▶ [TASK GOAL]:
Rewrite the stretch from the start of the rows below through the row containing "409 406 L 414", changing "slash" to "forward slash" and keeping everything else the same. Leave the pictures out of your answer.

* BEGIN SUPPLIED MATERIAL *

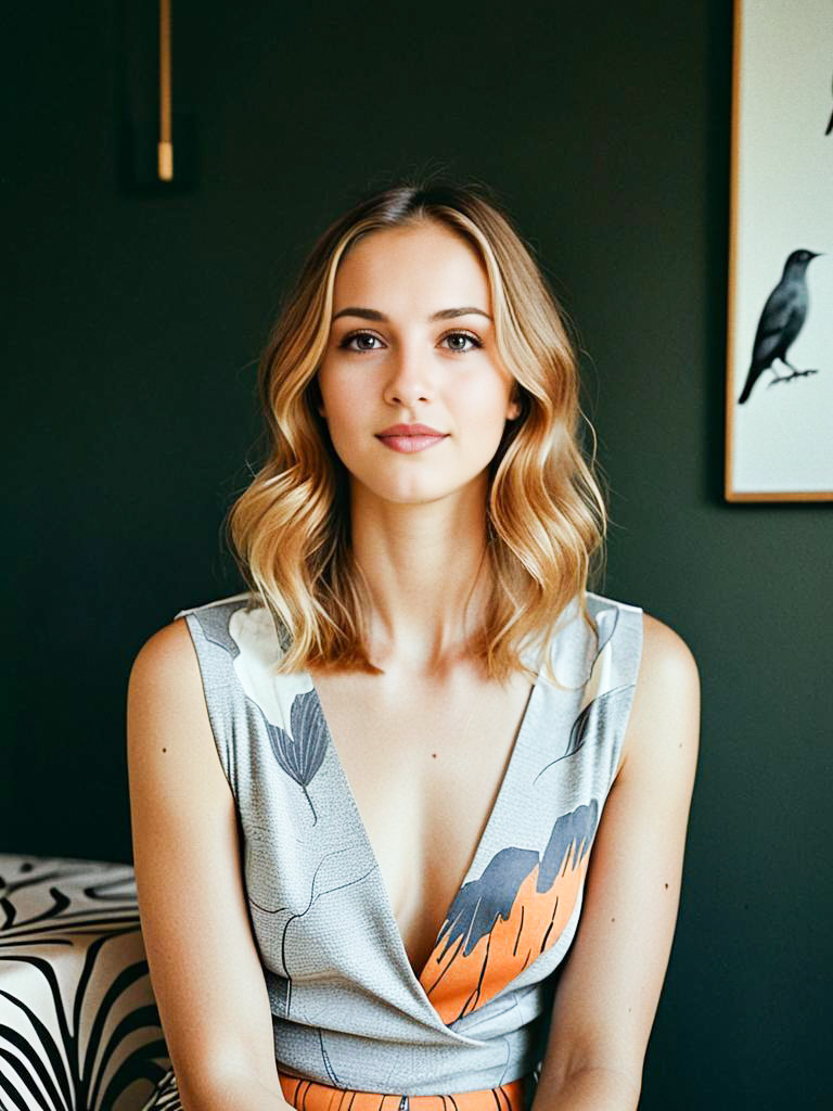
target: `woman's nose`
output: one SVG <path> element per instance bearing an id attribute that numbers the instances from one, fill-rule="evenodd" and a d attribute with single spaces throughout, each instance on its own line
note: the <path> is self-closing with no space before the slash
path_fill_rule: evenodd
<path id="1" fill-rule="evenodd" d="M 409 406 L 414 401 L 429 401 L 433 396 L 432 373 L 425 351 L 400 347 L 389 361 L 385 401 Z"/>

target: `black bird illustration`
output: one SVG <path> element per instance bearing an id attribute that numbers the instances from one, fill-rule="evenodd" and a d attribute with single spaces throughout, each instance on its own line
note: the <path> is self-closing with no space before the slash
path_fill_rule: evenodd
<path id="1" fill-rule="evenodd" d="M 791 343 L 804 327 L 807 316 L 807 266 L 822 251 L 793 251 L 784 263 L 781 281 L 766 298 L 761 319 L 757 322 L 755 342 L 752 347 L 752 363 L 746 374 L 746 384 L 737 399 L 742 406 L 752 392 L 752 387 L 765 370 L 775 376 L 770 382 L 789 382 L 804 374 L 816 374 L 816 370 L 797 370 L 787 360 L 786 352 Z M 792 371 L 791 374 L 779 374 L 772 363 L 780 359 Z"/>

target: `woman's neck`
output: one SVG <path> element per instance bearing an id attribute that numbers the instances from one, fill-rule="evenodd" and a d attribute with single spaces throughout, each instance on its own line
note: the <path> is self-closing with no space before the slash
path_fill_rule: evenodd
<path id="1" fill-rule="evenodd" d="M 465 659 L 490 592 L 483 488 L 420 504 L 353 492 L 353 554 L 370 593 L 373 663 L 422 674 Z"/>

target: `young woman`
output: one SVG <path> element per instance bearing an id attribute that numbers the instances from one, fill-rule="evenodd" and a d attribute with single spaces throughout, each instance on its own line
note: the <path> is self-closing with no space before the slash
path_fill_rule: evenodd
<path id="1" fill-rule="evenodd" d="M 531 251 L 482 189 L 367 198 L 260 383 L 269 458 L 229 520 L 249 589 L 181 611 L 129 687 L 182 1105 L 635 1108 L 699 678 L 589 589 L 604 498 Z"/>

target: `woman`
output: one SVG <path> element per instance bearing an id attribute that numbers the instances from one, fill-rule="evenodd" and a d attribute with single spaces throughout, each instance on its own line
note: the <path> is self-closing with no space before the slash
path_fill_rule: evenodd
<path id="1" fill-rule="evenodd" d="M 260 382 L 270 453 L 229 522 L 249 590 L 181 611 L 129 688 L 182 1105 L 635 1108 L 699 679 L 589 590 L 604 500 L 529 249 L 483 190 L 372 196 L 313 248 Z"/>

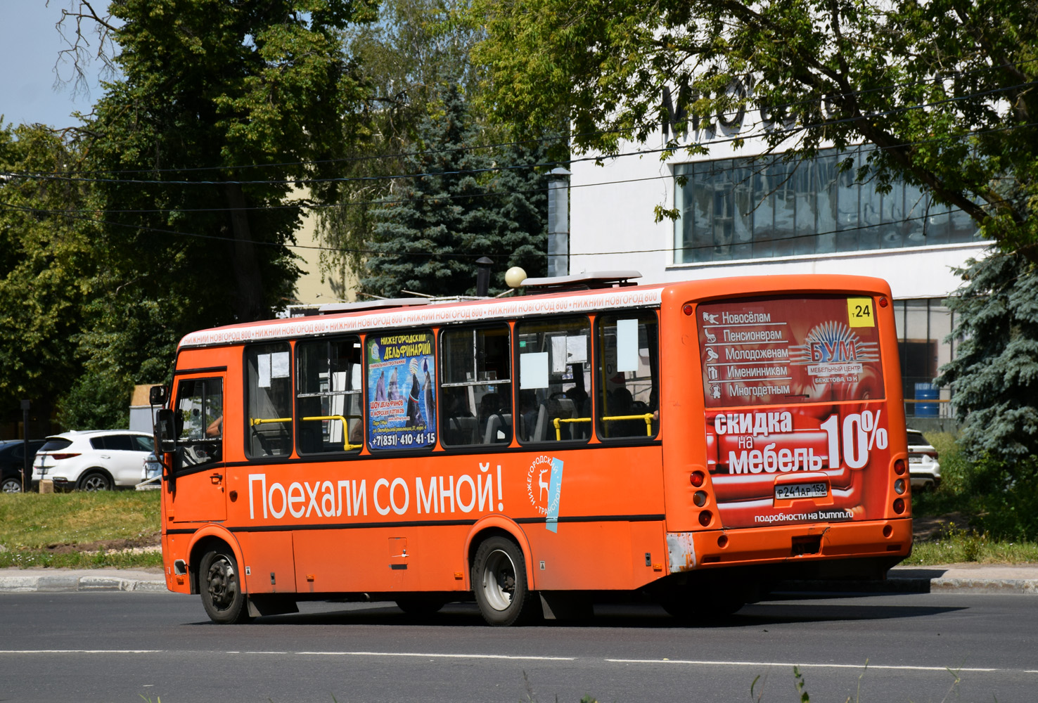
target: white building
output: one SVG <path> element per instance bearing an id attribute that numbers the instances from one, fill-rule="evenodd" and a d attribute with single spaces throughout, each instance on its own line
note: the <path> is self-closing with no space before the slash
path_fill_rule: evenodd
<path id="1" fill-rule="evenodd" d="M 759 115 L 746 117 L 740 136 L 759 134 Z M 895 299 L 905 398 L 934 397 L 929 384 L 955 353 L 945 341 L 954 322 L 945 299 L 961 284 L 953 270 L 985 250 L 969 218 L 903 182 L 885 195 L 855 184 L 853 170 L 839 172 L 835 150 L 784 164 L 782 154 L 761 156 L 759 139 L 733 149 L 738 128 L 713 122 L 690 135 L 710 142 L 709 156 L 682 150 L 662 162 L 657 133 L 655 144 L 627 144 L 626 156 L 603 166 L 570 166 L 570 272 L 633 269 L 646 283 L 813 273 L 883 278 Z M 865 148 L 841 158 L 861 160 Z M 683 187 L 677 176 L 687 178 Z M 654 222 L 657 206 L 677 208 L 679 220 Z M 923 418 L 952 415 L 949 398 L 940 389 L 945 402 L 905 410 L 926 426 Z"/>

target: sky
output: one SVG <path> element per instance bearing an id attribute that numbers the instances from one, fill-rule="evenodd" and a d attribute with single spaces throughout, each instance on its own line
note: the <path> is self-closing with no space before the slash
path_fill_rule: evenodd
<path id="1" fill-rule="evenodd" d="M 77 3 L 78 4 L 78 3 Z M 100 12 L 106 0 L 91 3 Z M 3 123 L 43 122 L 63 128 L 79 124 L 71 115 L 87 113 L 101 97 L 98 80 L 101 64 L 92 61 L 89 95 L 73 95 L 72 84 L 55 90 L 55 63 L 58 52 L 67 45 L 55 23 L 61 8 L 73 6 L 71 0 L 0 0 L 0 115 Z M 98 38 L 88 35 L 97 50 Z M 73 77 L 71 64 L 58 66 L 61 78 Z"/>

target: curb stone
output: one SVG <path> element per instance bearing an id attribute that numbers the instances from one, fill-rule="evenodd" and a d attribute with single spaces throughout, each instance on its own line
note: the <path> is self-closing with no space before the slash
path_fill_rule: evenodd
<path id="1" fill-rule="evenodd" d="M 138 573 L 135 575 L 146 577 Z M 1028 574 L 1030 575 L 1030 573 Z M 83 572 L 0 575 L 2 593 L 73 593 L 125 591 L 167 593 L 161 574 L 154 579 L 124 579 L 117 575 L 93 575 Z M 885 581 L 785 581 L 776 592 L 805 593 L 1022 593 L 1038 595 L 1038 579 L 906 578 L 891 575 Z"/>
<path id="2" fill-rule="evenodd" d="M 134 591 L 166 593 L 165 581 L 142 581 L 113 577 L 72 574 L 0 577 L 0 593 L 72 593 L 88 591 Z"/>
<path id="3" fill-rule="evenodd" d="M 885 581 L 784 581 L 778 592 L 808 593 L 1023 593 L 1038 595 L 1035 579 L 904 579 Z"/>

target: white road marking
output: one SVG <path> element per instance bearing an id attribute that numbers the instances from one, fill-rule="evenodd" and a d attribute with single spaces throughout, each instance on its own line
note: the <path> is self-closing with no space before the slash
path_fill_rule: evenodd
<path id="1" fill-rule="evenodd" d="M 168 649 L 0 649 L 0 656 L 4 654 L 171 654 L 171 653 L 202 653 L 192 650 L 177 652 Z M 299 655 L 299 656 L 406 656 L 412 658 L 428 659 L 503 659 L 503 660 L 524 660 L 524 662 L 575 662 L 576 656 L 532 656 L 522 654 L 447 654 L 441 652 L 364 652 L 364 651 L 225 651 L 224 654 L 262 654 L 262 655 Z M 962 667 L 952 669 L 951 667 L 918 667 L 910 665 L 881 665 L 881 664 L 825 664 L 825 663 L 802 663 L 802 662 L 717 662 L 710 659 L 602 659 L 609 664 L 683 664 L 700 667 L 799 667 L 801 669 L 882 669 L 893 671 L 955 671 L 973 673 L 993 673 L 993 672 L 1018 672 L 1022 674 L 1038 674 L 1038 669 L 998 669 L 982 667 Z"/>
<path id="2" fill-rule="evenodd" d="M 167 649 L 6 649 L 0 650 L 3 654 L 170 654 L 174 653 Z M 209 654 L 211 652 L 196 652 Z M 523 659 L 536 662 L 573 662 L 575 656 L 525 656 L 520 654 L 444 654 L 439 652 L 288 652 L 288 651 L 227 651 L 224 654 L 278 654 L 278 655 L 304 655 L 304 656 L 410 656 L 416 658 L 444 658 L 444 659 Z"/>
<path id="3" fill-rule="evenodd" d="M 870 664 L 804 664 L 799 662 L 709 662 L 705 659 L 605 659 L 611 664 L 690 664 L 708 667 L 799 667 L 800 669 L 893 669 L 897 671 L 952 671 L 951 667 L 913 667 L 908 665 Z M 981 669 L 962 667 L 954 671 L 995 672 L 1012 669 Z M 1023 673 L 1038 673 L 1025 671 Z"/>
<path id="4" fill-rule="evenodd" d="M 325 654 L 329 656 L 414 656 L 445 659 L 532 659 L 537 662 L 573 662 L 575 656 L 524 656 L 519 654 L 438 654 L 425 652 L 296 652 L 297 654 Z"/>
<path id="5" fill-rule="evenodd" d="M 161 654 L 164 649 L 0 649 L 0 654 Z"/>

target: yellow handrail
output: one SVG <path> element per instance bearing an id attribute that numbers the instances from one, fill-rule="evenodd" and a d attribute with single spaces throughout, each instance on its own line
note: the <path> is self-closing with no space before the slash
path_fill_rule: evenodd
<path id="1" fill-rule="evenodd" d="M 591 422 L 591 418 L 555 418 L 551 423 L 555 426 L 555 440 L 563 439 L 563 422 Z"/>
<path id="2" fill-rule="evenodd" d="M 603 422 L 608 422 L 610 420 L 645 420 L 646 437 L 652 437 L 652 413 L 646 413 L 645 415 L 612 415 L 610 417 L 602 418 Z"/>
<path id="3" fill-rule="evenodd" d="M 360 418 L 360 416 L 359 416 L 359 415 L 351 415 L 351 416 L 349 416 L 349 417 L 351 417 L 351 418 L 358 418 L 358 419 Z M 302 420 L 303 422 L 309 422 L 310 420 L 338 420 L 339 422 L 342 422 L 342 423 L 343 423 L 343 432 L 344 432 L 344 433 L 346 433 L 346 431 L 347 431 L 347 430 L 349 429 L 349 427 L 350 427 L 350 426 L 349 426 L 349 425 L 348 425 L 348 424 L 346 423 L 346 418 L 345 418 L 345 417 L 343 417 L 342 415 L 315 415 L 313 417 L 309 417 L 309 418 L 300 418 L 300 419 L 301 419 L 301 420 Z M 362 444 L 350 444 L 350 438 L 347 438 L 347 439 L 346 439 L 346 442 L 344 442 L 344 443 L 343 443 L 343 451 L 347 451 L 347 452 L 348 452 L 348 451 L 350 451 L 351 449 L 360 449 L 360 448 L 362 448 L 363 446 L 364 446 L 364 445 L 362 445 Z"/>
<path id="4" fill-rule="evenodd" d="M 266 425 L 270 422 L 292 422 L 292 418 L 250 418 L 249 425 L 255 427 L 256 425 Z"/>
<path id="5" fill-rule="evenodd" d="M 360 419 L 359 415 L 350 415 L 350 418 Z M 303 422 L 308 422 L 310 420 L 338 420 L 343 423 L 343 430 L 349 427 L 347 425 L 346 417 L 342 415 L 316 415 L 309 418 L 300 418 Z M 249 425 L 255 427 L 256 425 L 265 425 L 272 422 L 292 422 L 292 418 L 250 418 Z M 343 451 L 350 451 L 351 449 L 362 449 L 364 445 L 362 444 L 350 444 L 349 438 L 343 443 Z"/>

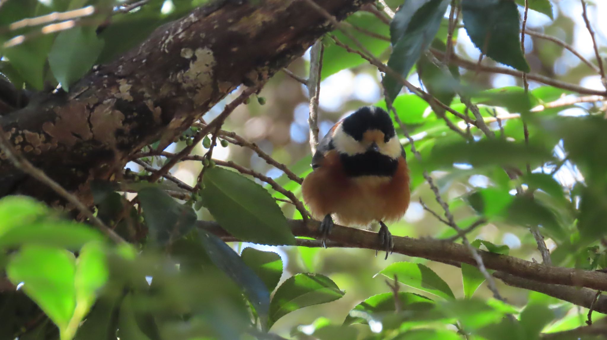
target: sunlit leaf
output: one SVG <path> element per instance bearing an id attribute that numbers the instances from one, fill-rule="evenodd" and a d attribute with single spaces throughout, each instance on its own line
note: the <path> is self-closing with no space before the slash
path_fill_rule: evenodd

* END SUPPLIED MATERIAL *

▶ [EXPECTED ANSWER]:
target: `woman's nose`
output: one SVG <path> element per instance bearing an id attribute that numbers the instances from one, fill-rule="evenodd" and a d attribute with single spaces throughout, each instance on its own line
note: the <path> is self-closing with no space before the forward slash
path_fill_rule: evenodd
<path id="1" fill-rule="evenodd" d="M 409 406 L 414 401 L 429 401 L 433 396 L 432 373 L 425 351 L 400 347 L 389 361 L 385 401 Z"/>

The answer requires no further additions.